• _ASSIGNED TASK_
Restate word for word the lines below, from the one containing "target: **rock in water**" through the final line, with no pictures included.

[Segmentation mask data]
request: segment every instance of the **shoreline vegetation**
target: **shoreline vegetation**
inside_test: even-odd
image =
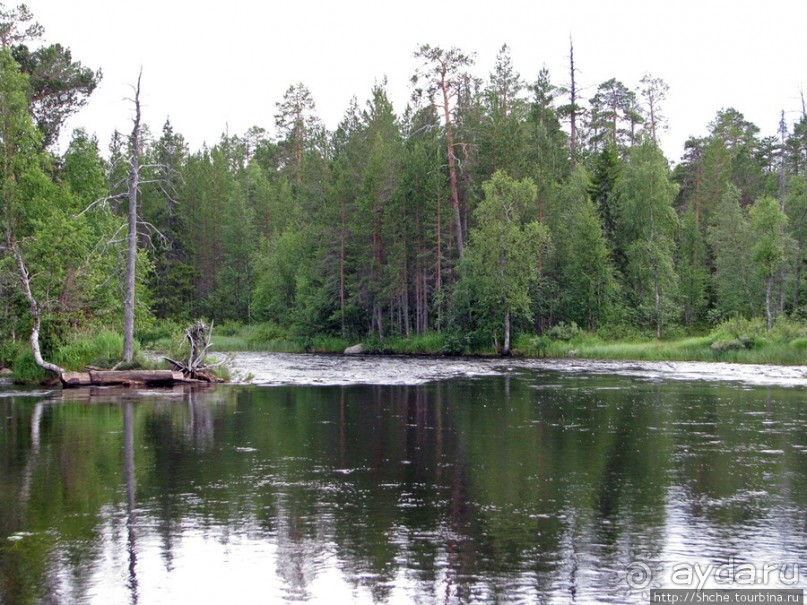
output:
[[[218,353],[266,351],[276,353],[343,354],[361,343],[367,355],[499,356],[492,343],[454,333],[429,332],[410,338],[345,339],[289,334],[273,324],[225,324],[217,328],[211,350]],[[145,336],[145,335],[144,335]],[[171,346],[171,337],[154,333],[147,347]],[[764,320],[735,318],[700,334],[674,334],[658,339],[641,333],[591,333],[576,324],[560,324],[542,335],[520,334],[512,355],[531,358],[635,359],[642,361],[707,361],[771,365],[807,364],[807,326],[780,319],[768,331]]]
[[[345,349],[359,342],[366,355],[495,357],[501,354],[493,343],[485,344],[450,332],[361,340],[328,335],[300,336],[270,323],[218,326],[210,350],[214,356],[236,351],[344,354]],[[163,354],[183,356],[181,328],[172,322],[155,322],[150,330],[139,334],[130,364],[119,363],[122,343],[123,337],[112,331],[80,336],[54,351],[53,359],[69,371],[83,371],[87,367],[160,370],[169,368],[161,357]],[[559,324],[539,336],[520,334],[511,354],[525,358],[803,365],[807,364],[807,326],[780,319],[769,331],[762,319],[735,318],[701,334],[682,333],[658,339],[627,330],[591,333],[574,323]],[[8,352],[3,361],[6,366],[12,366],[12,378],[17,383],[54,382],[52,376],[36,366],[27,346],[19,347],[13,364],[9,363]],[[229,378],[226,364],[217,368],[217,375]]]

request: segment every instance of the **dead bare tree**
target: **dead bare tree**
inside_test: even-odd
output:
[[[132,151],[129,160],[129,235],[126,249],[125,293],[123,296],[123,361],[128,363],[134,356],[135,274],[137,264],[137,193],[140,180],[140,80],[137,76],[134,104],[135,117],[132,128]]]
[[[145,185],[153,185],[168,198],[171,203],[177,203],[171,193],[170,168],[160,164],[142,164],[140,162],[141,150],[143,146],[142,135],[142,112],[140,103],[140,83],[143,77],[143,70],[137,76],[137,84],[134,88],[134,97],[130,100],[134,104],[134,117],[132,118],[132,134],[129,137],[129,157],[127,160],[128,169],[126,178],[112,187],[112,191],[119,190],[118,193],[99,198],[87,206],[78,216],[94,208],[106,207],[109,204],[127,200],[127,228],[126,238],[118,239],[118,235],[123,230],[123,225],[109,241],[103,243],[104,247],[112,244],[126,242],[126,261],[124,272],[124,295],[123,295],[123,356],[125,363],[132,361],[134,357],[134,323],[136,308],[136,283],[137,283],[137,252],[138,241],[145,238],[151,243],[152,235],[156,235],[160,240],[167,241],[167,238],[153,224],[143,220],[139,214],[138,196],[141,188]],[[163,169],[165,176],[159,178],[143,178],[144,170]],[[123,191],[120,191],[123,189]],[[153,246],[153,243],[151,244]]]
[[[571,120],[569,144],[572,155],[572,166],[577,163],[577,86],[574,76],[574,43],[572,42],[572,37],[569,36],[569,77],[571,78],[571,83],[569,84],[569,118]]]
[[[185,340],[188,343],[189,353],[187,363],[176,361],[170,357],[163,357],[174,368],[182,372],[185,378],[194,380],[204,380],[205,382],[222,382],[222,380],[211,372],[215,365],[208,366],[207,352],[213,344],[213,322],[206,325],[202,320],[197,321],[190,328],[185,330]]]
[[[16,243],[10,241],[10,237],[8,238],[7,245],[8,248],[11,250],[11,254],[14,257],[14,260],[17,263],[17,270],[19,271],[23,294],[25,294],[25,300],[28,301],[28,309],[31,312],[31,318],[34,320],[34,325],[31,327],[31,336],[29,339],[31,343],[31,349],[33,349],[34,351],[34,361],[36,362],[36,365],[38,365],[40,368],[61,375],[62,373],[64,373],[64,370],[62,368],[60,368],[54,363],[45,361],[42,358],[42,351],[39,348],[39,330],[42,327],[42,313],[39,308],[39,303],[37,303],[33,293],[31,292],[31,280],[28,275],[28,269],[25,267],[25,262],[23,261],[22,253],[20,252]]]

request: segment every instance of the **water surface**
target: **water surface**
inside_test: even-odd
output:
[[[795,372],[236,365],[259,384],[0,384],[1,603],[646,603],[681,564],[807,583]]]

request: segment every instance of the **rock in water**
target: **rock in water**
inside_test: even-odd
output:
[[[345,349],[345,355],[361,355],[364,353],[364,345],[359,343]]]

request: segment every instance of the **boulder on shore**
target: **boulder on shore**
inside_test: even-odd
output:
[[[359,343],[345,349],[345,355],[361,355],[364,353],[364,345]]]

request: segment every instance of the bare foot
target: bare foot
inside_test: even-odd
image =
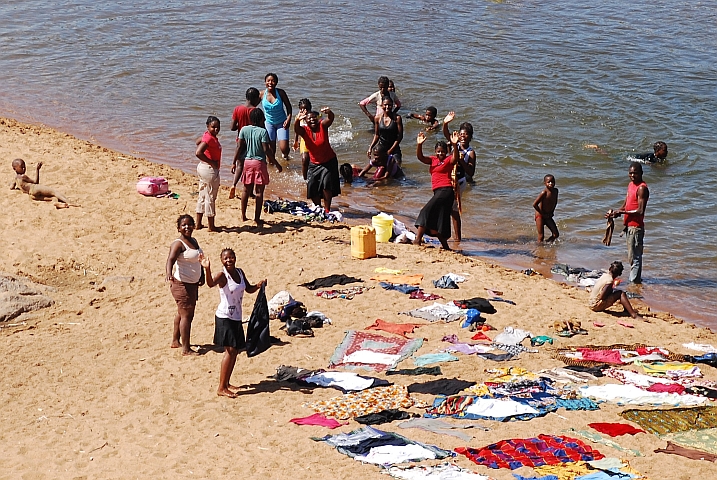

• _RESULT_
target: **rock in water**
inside_test: even-odd
output:
[[[345,349],[345,355],[361,355],[364,353],[364,345],[359,343]]]

request: segment every instance of the **boulder on shore**
target: **boulder on shore**
inside_test: even-odd
output:
[[[359,343],[345,349],[345,355],[361,355],[364,353],[364,345]]]

request: segment every instance of the bare foot
target: bare foot
inside_test: even-odd
image =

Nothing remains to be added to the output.